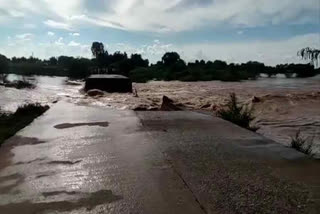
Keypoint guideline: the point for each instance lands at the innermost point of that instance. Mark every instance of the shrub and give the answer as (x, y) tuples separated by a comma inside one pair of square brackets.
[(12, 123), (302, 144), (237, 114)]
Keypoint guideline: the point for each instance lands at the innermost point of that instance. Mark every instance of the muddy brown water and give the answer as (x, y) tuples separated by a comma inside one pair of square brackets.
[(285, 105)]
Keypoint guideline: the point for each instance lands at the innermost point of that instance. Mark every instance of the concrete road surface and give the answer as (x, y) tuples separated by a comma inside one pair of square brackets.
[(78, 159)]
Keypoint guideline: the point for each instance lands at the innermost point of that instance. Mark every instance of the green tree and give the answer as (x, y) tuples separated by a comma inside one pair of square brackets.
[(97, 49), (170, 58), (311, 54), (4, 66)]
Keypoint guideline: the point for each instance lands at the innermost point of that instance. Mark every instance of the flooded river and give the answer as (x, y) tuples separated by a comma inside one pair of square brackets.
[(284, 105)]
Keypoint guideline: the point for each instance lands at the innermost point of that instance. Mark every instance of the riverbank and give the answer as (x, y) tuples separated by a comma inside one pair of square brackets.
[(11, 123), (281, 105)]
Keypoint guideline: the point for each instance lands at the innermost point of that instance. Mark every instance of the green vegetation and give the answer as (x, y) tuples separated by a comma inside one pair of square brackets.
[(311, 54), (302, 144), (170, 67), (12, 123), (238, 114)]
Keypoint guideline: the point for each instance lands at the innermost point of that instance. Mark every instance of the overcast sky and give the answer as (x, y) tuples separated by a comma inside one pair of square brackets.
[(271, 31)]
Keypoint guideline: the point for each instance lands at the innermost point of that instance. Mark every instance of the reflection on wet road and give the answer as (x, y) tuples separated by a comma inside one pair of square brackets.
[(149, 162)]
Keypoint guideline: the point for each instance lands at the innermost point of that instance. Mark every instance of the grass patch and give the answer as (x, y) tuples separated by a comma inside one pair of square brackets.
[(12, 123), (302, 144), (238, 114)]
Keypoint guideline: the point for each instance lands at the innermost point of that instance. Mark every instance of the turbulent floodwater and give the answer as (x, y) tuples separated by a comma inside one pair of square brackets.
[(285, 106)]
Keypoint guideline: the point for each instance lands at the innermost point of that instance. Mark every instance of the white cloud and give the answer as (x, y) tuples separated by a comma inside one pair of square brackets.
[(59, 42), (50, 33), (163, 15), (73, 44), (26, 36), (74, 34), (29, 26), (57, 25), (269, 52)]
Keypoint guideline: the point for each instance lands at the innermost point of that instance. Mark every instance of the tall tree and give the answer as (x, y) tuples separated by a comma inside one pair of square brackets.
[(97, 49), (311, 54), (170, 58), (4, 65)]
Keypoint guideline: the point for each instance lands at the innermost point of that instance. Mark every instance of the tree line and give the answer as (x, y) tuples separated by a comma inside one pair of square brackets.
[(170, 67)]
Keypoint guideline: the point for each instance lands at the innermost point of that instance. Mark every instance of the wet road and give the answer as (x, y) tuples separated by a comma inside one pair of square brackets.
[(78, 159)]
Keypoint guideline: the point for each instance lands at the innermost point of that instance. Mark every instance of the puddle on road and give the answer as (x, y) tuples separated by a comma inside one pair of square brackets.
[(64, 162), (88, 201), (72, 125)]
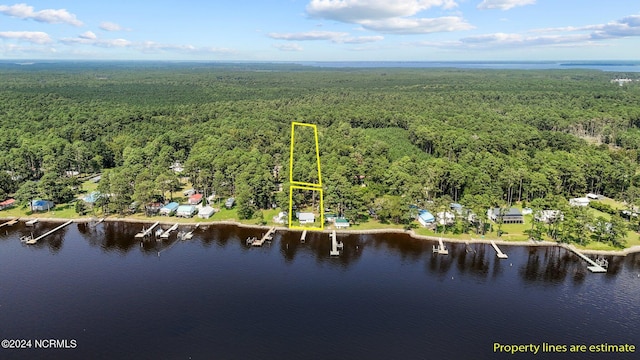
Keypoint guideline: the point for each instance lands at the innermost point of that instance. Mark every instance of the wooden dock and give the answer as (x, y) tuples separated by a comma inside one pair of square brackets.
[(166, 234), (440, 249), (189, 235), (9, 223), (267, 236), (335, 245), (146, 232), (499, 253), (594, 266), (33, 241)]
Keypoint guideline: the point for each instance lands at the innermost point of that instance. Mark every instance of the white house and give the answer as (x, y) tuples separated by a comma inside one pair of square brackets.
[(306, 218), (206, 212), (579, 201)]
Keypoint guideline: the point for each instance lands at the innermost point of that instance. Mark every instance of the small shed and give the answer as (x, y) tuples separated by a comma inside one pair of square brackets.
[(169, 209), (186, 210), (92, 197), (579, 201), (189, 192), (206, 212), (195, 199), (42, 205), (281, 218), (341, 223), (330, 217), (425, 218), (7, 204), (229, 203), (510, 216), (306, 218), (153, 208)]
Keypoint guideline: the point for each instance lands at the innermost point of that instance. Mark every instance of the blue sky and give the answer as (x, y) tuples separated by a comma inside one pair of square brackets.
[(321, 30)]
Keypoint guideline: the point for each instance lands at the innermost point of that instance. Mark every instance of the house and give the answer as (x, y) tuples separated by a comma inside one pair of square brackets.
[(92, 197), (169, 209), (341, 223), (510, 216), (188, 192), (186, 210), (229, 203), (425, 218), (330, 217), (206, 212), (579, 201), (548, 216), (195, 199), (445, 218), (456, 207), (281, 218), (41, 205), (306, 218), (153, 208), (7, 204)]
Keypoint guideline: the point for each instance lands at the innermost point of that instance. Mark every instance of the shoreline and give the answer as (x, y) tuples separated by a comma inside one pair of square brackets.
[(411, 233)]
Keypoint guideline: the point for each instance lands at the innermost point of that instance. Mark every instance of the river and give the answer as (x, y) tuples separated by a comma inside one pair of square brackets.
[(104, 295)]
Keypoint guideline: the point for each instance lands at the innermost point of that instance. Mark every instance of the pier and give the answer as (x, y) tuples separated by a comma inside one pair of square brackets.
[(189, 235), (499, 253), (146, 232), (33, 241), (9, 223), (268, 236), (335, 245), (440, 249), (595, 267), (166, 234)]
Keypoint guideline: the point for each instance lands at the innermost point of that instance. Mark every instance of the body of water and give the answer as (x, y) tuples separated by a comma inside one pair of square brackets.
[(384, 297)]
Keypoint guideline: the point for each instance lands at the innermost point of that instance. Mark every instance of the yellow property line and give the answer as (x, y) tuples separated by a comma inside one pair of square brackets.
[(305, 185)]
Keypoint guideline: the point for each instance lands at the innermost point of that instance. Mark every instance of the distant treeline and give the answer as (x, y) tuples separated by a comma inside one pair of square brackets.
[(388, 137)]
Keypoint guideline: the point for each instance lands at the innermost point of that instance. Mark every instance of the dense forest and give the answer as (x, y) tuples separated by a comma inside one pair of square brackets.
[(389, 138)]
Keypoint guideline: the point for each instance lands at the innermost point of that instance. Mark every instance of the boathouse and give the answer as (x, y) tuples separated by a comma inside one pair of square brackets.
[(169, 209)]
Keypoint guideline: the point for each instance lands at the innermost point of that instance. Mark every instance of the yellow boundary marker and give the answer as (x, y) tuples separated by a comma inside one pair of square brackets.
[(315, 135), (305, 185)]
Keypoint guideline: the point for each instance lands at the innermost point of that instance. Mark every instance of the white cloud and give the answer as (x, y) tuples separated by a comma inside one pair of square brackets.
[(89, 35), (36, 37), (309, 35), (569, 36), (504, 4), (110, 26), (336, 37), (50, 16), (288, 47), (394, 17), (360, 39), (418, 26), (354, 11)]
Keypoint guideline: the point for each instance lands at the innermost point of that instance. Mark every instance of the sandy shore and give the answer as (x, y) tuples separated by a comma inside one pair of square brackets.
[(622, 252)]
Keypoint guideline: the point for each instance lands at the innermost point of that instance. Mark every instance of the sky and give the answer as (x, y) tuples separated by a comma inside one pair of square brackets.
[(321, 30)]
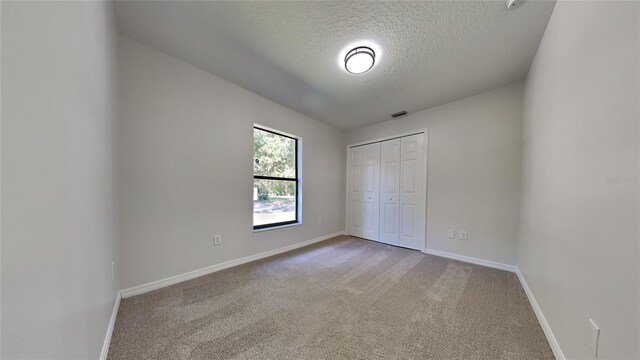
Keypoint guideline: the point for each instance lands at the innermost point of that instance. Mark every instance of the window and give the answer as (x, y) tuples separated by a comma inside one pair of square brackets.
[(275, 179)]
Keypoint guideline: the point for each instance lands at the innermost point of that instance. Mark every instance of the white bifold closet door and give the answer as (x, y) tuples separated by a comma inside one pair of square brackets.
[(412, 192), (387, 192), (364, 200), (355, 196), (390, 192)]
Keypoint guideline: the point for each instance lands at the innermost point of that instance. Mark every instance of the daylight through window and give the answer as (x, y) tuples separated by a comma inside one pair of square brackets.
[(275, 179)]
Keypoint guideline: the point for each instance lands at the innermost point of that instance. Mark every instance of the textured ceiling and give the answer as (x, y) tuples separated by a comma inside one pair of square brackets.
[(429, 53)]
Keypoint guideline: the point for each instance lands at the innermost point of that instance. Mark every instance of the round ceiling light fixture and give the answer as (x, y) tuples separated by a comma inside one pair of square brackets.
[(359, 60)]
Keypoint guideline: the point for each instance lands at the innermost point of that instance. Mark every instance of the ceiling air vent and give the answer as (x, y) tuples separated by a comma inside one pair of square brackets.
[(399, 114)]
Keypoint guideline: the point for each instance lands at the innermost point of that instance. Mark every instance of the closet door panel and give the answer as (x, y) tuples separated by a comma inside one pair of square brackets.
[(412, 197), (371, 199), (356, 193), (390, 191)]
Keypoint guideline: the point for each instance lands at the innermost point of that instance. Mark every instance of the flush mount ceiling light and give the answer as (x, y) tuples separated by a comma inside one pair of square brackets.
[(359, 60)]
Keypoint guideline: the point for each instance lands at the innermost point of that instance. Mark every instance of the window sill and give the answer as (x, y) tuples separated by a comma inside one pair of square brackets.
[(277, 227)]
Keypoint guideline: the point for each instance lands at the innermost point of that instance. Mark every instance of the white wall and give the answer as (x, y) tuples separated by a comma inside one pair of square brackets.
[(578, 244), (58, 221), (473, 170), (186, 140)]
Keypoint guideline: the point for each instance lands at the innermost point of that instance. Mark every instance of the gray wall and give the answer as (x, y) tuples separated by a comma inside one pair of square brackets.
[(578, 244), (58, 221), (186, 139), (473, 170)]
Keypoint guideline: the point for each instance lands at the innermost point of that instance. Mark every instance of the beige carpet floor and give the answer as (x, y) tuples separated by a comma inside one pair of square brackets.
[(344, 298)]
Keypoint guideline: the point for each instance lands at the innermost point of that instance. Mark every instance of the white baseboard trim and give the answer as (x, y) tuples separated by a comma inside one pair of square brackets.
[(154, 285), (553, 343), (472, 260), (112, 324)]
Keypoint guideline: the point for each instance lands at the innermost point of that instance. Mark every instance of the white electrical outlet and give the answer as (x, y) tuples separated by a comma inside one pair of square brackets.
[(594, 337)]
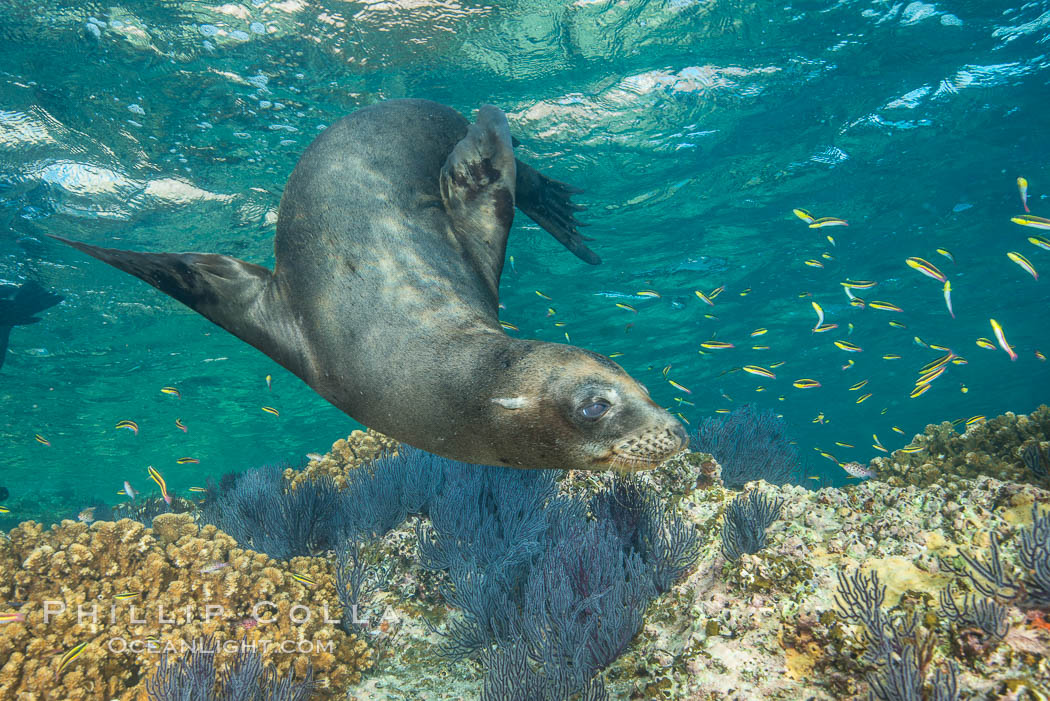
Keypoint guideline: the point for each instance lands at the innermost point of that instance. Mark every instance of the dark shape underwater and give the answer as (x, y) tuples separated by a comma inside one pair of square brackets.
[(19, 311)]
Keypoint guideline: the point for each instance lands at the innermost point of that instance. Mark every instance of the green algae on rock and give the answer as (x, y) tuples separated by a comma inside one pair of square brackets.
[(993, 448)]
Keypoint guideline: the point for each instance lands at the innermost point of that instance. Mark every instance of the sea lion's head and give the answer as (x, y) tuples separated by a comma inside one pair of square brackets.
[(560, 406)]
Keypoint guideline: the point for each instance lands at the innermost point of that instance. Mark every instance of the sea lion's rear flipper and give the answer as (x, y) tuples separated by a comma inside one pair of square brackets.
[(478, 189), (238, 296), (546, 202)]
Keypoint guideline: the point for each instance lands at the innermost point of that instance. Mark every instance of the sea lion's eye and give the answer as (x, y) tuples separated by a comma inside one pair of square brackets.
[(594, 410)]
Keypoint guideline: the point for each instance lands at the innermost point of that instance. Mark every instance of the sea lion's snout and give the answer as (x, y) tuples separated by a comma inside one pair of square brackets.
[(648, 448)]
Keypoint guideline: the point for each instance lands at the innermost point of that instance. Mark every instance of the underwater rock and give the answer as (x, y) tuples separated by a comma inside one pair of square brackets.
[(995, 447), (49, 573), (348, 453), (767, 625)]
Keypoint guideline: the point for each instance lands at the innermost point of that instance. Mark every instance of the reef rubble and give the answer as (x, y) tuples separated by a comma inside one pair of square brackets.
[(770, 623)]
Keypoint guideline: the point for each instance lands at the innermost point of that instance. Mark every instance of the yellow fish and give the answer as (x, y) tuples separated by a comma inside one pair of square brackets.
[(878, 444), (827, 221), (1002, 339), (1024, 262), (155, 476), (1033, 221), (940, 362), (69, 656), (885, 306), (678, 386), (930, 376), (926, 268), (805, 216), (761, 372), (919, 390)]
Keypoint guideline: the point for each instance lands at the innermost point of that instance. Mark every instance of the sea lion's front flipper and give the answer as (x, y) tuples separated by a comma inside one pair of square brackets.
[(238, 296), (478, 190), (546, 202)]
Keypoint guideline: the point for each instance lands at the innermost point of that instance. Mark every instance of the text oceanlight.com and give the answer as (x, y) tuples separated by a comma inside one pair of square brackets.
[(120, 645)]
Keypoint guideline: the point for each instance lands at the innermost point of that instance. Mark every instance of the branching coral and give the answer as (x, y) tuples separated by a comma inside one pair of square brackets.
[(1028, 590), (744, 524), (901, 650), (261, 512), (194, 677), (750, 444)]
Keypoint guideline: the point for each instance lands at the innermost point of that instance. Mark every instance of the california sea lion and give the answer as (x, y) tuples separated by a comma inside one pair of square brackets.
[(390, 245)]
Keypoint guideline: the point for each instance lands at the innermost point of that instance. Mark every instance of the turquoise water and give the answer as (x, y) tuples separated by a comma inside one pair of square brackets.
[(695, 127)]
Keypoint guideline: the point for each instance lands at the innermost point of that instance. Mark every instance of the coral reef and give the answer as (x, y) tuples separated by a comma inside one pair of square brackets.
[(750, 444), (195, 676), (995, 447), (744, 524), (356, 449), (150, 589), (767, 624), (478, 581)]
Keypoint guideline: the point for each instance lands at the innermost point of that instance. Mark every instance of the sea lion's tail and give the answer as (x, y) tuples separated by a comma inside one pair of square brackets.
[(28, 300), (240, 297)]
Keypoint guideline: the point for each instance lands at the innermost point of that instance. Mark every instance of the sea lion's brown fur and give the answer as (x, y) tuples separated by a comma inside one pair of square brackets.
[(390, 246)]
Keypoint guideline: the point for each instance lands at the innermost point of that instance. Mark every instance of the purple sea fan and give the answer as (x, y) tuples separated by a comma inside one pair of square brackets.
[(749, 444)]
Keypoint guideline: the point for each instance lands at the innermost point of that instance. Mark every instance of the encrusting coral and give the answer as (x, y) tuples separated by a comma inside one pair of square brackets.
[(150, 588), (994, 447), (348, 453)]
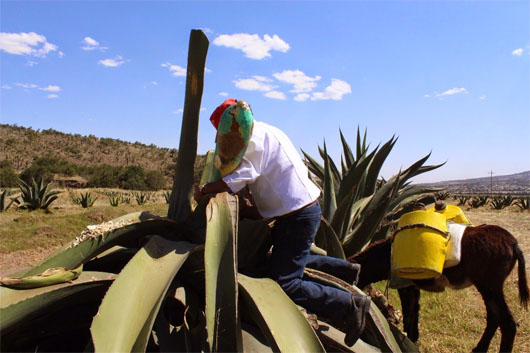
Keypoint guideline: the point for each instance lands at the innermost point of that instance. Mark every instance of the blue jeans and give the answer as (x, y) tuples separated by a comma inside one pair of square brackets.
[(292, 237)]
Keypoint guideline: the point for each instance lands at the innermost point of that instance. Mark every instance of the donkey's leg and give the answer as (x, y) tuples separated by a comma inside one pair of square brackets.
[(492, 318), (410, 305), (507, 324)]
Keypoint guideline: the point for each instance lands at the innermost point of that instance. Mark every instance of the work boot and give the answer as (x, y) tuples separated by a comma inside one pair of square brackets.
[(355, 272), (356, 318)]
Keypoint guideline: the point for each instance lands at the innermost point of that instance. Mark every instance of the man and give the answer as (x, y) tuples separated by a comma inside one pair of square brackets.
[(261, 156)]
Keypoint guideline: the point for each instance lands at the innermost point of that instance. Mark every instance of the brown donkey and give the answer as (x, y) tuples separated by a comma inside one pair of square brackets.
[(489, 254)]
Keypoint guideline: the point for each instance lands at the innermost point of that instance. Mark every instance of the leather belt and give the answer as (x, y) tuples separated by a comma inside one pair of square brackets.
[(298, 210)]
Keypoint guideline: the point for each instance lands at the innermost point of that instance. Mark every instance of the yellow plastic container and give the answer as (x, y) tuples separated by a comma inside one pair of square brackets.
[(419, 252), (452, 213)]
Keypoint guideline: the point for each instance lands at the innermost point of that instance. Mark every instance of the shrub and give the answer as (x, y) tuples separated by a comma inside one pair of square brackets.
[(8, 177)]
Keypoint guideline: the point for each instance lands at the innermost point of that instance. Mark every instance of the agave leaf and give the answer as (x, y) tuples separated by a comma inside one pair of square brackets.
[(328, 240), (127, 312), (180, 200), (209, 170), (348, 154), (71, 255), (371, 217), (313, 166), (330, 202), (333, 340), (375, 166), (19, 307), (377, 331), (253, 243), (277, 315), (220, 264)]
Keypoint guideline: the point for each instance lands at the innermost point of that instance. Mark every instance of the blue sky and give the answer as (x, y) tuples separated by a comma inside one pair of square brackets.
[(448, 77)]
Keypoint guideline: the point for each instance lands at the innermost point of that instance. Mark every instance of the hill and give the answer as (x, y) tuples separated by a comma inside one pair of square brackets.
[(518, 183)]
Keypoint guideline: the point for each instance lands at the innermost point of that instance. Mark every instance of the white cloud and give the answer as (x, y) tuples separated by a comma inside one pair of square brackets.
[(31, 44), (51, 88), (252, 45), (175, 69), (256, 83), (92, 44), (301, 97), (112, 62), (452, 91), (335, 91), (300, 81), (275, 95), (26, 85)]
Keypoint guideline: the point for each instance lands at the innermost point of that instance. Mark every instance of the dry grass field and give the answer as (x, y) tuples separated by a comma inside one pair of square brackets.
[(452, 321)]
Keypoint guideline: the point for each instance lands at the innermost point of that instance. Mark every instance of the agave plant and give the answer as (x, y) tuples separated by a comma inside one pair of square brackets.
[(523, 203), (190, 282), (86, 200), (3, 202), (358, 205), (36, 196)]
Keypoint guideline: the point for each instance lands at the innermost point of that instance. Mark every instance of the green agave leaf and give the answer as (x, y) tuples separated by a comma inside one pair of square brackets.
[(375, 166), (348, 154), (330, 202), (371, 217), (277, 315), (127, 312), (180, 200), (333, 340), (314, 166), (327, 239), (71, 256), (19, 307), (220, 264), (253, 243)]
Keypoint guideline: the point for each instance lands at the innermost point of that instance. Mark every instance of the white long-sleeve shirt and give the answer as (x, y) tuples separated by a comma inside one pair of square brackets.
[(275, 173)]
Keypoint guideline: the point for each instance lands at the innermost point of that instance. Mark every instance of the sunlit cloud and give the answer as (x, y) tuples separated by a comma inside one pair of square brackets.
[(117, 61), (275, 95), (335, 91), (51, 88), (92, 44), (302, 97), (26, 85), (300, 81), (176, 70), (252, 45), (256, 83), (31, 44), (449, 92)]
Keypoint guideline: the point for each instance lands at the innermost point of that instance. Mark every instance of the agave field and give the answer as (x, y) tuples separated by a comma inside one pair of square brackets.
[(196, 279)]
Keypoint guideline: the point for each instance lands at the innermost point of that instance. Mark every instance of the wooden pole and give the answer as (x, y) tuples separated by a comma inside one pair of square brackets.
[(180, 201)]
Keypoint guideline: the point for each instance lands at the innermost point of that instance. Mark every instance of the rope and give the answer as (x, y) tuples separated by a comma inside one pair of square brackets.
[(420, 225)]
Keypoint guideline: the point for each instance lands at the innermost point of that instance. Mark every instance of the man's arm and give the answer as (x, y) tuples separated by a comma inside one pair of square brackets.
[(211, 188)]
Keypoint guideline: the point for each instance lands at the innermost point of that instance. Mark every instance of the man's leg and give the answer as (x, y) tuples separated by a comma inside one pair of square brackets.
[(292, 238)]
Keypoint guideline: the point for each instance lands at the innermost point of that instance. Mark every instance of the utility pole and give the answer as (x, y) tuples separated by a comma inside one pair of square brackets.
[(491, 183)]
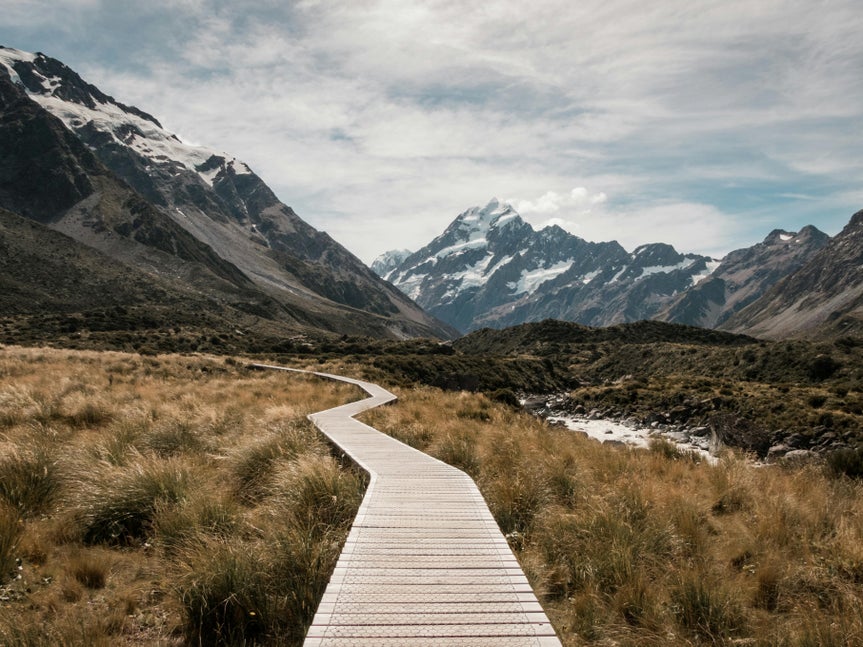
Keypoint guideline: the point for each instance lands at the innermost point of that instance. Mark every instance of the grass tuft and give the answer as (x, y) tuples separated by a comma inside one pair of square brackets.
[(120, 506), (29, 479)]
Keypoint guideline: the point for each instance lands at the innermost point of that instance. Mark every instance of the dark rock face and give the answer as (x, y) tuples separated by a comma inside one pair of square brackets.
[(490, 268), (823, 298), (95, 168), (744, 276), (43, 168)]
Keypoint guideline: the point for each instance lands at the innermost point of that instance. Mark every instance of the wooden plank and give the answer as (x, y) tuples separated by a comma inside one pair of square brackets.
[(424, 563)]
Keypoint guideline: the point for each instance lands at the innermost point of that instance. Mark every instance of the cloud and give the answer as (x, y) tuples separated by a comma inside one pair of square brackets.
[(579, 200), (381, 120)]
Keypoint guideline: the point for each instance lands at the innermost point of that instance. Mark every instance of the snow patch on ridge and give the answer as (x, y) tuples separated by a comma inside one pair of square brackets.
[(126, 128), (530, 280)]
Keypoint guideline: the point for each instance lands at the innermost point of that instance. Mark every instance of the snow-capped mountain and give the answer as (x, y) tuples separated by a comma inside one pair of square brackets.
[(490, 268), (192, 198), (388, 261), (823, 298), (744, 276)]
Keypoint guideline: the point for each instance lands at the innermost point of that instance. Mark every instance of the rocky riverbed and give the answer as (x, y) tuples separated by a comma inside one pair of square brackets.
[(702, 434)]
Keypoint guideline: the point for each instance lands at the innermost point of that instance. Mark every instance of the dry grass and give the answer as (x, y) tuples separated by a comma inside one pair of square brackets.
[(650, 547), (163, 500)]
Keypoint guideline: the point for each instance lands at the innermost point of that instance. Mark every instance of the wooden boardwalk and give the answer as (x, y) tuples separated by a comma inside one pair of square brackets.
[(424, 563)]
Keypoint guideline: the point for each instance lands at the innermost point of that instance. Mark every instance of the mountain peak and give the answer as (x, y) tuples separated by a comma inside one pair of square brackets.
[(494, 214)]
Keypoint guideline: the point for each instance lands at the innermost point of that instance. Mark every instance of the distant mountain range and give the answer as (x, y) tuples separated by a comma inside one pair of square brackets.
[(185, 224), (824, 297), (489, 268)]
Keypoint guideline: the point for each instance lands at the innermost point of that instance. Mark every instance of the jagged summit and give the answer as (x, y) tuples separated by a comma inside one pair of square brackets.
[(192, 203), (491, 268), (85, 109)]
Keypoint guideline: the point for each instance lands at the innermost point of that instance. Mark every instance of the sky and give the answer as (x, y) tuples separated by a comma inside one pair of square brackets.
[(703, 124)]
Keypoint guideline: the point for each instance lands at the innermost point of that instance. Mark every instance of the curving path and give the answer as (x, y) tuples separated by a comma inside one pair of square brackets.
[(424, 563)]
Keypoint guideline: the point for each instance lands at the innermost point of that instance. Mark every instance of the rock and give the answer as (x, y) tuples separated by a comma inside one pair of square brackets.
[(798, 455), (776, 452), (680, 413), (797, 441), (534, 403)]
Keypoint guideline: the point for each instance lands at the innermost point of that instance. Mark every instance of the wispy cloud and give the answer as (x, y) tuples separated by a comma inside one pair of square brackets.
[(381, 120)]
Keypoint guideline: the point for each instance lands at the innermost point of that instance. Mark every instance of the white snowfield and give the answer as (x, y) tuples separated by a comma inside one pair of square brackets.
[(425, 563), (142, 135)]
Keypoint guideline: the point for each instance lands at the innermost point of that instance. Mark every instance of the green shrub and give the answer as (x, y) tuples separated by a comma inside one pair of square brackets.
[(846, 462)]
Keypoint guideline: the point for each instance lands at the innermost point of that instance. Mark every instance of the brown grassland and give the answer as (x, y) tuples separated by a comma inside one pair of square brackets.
---------------
Quote the lines above, from the line with "of the branching" to the line with "[(390, 246)]", both included, copying each one word for word.

Keypoint guideline: the point for each instance lands at the innermost point of that instance. Mark every instance of the branching coral and give the answer as (x, y) tuples separated by a comma inside one pair of square brackets.
[(1028, 590), (744, 524), (901, 650), (261, 512), (194, 677), (750, 444)]
Keypoint guideline: the point for each instance lands at the innermost point of that instance. Mark every instance of the california sea lion and give the answer as (x, y) tuples separated by a comma inside one pair of square brackets.
[(390, 245)]
Keypoint guideline: the point for each instance lands at the innermost point of that instance. Mark every instance of the turquoise water and give the answer as (x, y) tuples separated by a comma inside one pair of square brackets.
[(695, 127)]
Keypoint guideline: the point for each instance lands at the innermost point of that instance. Mark every instance of the coral reef and give the answer as (x, y) tuples separated by a comma inside one pair of square brackets.
[(750, 444), (195, 676), (995, 447), (744, 524), (356, 449), (150, 589), (767, 624), (478, 581)]
Keypoint guideline: the point for each instance lands at the innermost point of that instance. Mark every instance of the sea lion's tail and give the answer as (x, y) tuples separated by a comma inside one pair of square brackets.
[(28, 300), (240, 297)]
Keypoint guideline: the point for each instance lands at the innermost point of that instance. Mark every instance of the sea lion's brown fur and give the answer as (x, y) tuples separated by a comma inside one pair of square brackets.
[(390, 246)]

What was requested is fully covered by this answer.